Em seguida aponta na sequência o argumento de que as crianças clonadas ou geneticamente selecionadas nasceriam predeterminadas, ou seja, não inteiramente livres. Mas logo desconstrói essa lógica, uma vez que não é possível a ninguém escolher sua herança genética. Ainda assim, finca-se um “espeto moral” na consciência humana quanto a essas possibilidades.
A revolução genômica propõe um futuro de intensas novidades: aprimoramento muscular, ampliação da capacidade de memorização, determinação da altura mínima e escolha do sexo. Antes vistos com possibilidades de prevenção ou cura de doenças que tormentavam gerações, hoje essas inovações são vistas como uma forma de arianismo comercializável. A ditadura da raça perfeita foi substituída pela comercialização da raça perfeita. Esquecemos o genocídio que se praticou na 2a Grande Guerra e impomos, como na Índia, uma indústria de abortos cientificamente validada para escolha do sexo. Essa mudança de perspectiva encerra uma questão moral.

• ITENS FORNECIDOS:
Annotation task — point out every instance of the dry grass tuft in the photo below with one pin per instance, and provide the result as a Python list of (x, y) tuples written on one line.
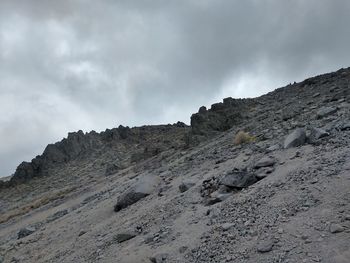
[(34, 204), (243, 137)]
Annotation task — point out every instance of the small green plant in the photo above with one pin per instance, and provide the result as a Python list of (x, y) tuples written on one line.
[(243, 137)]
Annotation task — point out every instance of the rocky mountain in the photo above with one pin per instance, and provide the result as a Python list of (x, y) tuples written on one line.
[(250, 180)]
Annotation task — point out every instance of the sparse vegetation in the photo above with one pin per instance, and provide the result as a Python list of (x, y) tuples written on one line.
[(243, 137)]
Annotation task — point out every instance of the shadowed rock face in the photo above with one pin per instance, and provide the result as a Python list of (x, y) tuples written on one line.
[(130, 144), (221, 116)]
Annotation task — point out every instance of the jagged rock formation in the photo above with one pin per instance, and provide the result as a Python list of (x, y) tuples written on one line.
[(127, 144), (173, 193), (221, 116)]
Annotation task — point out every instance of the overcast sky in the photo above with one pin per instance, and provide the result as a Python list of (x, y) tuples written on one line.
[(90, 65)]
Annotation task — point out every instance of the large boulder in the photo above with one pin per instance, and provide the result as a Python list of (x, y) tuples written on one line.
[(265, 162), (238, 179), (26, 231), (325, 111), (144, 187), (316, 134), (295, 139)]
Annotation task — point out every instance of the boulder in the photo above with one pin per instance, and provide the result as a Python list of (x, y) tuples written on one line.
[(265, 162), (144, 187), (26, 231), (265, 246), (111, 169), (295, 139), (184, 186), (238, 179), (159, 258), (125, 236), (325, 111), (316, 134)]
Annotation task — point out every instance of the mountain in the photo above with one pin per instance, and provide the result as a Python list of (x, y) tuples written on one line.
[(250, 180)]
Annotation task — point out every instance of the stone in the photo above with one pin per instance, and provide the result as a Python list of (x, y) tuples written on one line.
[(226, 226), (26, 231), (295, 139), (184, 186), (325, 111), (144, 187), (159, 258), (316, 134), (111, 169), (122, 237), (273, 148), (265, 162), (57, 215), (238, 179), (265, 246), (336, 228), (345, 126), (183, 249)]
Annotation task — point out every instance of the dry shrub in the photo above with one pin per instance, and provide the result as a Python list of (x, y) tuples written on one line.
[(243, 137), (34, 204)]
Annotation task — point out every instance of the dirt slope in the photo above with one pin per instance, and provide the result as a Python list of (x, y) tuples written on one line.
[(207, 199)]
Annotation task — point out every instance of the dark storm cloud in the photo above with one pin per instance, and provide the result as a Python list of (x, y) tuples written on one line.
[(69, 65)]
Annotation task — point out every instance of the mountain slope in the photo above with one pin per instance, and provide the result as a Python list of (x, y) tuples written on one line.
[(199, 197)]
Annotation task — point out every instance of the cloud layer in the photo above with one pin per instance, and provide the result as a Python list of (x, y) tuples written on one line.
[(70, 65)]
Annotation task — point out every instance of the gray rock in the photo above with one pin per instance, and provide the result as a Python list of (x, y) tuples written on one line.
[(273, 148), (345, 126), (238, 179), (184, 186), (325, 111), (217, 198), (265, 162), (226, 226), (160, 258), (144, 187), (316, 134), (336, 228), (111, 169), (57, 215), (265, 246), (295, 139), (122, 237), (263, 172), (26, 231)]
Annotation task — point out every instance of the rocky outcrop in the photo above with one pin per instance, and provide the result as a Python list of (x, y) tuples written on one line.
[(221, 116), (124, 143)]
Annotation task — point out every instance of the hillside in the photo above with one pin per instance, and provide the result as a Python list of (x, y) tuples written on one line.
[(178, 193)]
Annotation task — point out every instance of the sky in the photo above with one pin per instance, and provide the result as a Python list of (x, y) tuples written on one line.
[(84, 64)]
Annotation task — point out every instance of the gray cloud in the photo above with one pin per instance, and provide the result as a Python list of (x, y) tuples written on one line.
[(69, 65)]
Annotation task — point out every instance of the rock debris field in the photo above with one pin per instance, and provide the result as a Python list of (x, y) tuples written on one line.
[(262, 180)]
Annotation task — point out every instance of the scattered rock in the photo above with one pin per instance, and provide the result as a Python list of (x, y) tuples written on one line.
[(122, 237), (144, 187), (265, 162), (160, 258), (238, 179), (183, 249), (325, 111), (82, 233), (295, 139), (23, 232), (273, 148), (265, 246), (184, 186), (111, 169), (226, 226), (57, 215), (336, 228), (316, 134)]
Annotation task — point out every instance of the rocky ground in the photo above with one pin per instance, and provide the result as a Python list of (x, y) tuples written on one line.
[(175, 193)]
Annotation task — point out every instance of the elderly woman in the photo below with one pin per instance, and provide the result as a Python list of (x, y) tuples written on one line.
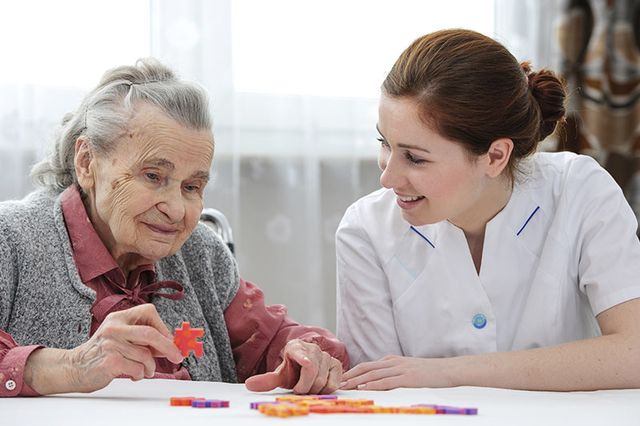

• TAREFA:
De acordo com o trecho, a ditadura da raça perfeita foi substituída por quê? Os itens não têm relação com o trecho.

• RESPOSTA:
Pela comercialização da raça perfeita.